[Exercise data — start]

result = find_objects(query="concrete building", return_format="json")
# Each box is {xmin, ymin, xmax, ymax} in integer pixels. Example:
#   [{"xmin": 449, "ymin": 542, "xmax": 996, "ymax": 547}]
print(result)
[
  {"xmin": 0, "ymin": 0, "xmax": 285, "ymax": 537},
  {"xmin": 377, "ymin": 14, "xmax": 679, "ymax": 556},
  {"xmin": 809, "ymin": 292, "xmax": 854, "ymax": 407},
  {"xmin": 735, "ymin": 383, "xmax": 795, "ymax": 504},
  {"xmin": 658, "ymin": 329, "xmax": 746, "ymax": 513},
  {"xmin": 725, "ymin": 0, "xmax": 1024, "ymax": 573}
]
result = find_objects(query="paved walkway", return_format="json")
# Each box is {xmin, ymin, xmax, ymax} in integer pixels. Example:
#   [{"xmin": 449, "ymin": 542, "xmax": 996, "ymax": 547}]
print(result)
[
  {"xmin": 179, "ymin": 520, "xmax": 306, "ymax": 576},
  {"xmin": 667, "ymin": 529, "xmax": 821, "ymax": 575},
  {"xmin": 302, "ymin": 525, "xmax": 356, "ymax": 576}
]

[Exercise data — finish]

**Task goal:** Would you output every line of the listing exactly?

**Answer to the problem:**
result = find_objects(query="concrete building", return_format="json")
# Each box is {xmin, ymin, xmax, ymax} in integer pixels. Example:
#   [{"xmin": 449, "ymin": 542, "xmax": 996, "ymax": 547}]
print(result)
[
  {"xmin": 0, "ymin": 0, "xmax": 285, "ymax": 537},
  {"xmin": 377, "ymin": 14, "xmax": 679, "ymax": 556},
  {"xmin": 809, "ymin": 292, "xmax": 854, "ymax": 407},
  {"xmin": 735, "ymin": 383, "xmax": 795, "ymax": 504},
  {"xmin": 658, "ymin": 329, "xmax": 746, "ymax": 513},
  {"xmin": 725, "ymin": 0, "xmax": 1024, "ymax": 573}
]
result = find_objects(query="paved walkway", return_format="json")
# Each box is {xmin, ymin, xmax, ymax} in integer pixels. Example:
#   [{"xmin": 449, "ymin": 542, "xmax": 996, "ymax": 547}]
print(result)
[
  {"xmin": 179, "ymin": 520, "xmax": 306, "ymax": 576},
  {"xmin": 667, "ymin": 529, "xmax": 821, "ymax": 575},
  {"xmin": 302, "ymin": 525, "xmax": 356, "ymax": 576}
]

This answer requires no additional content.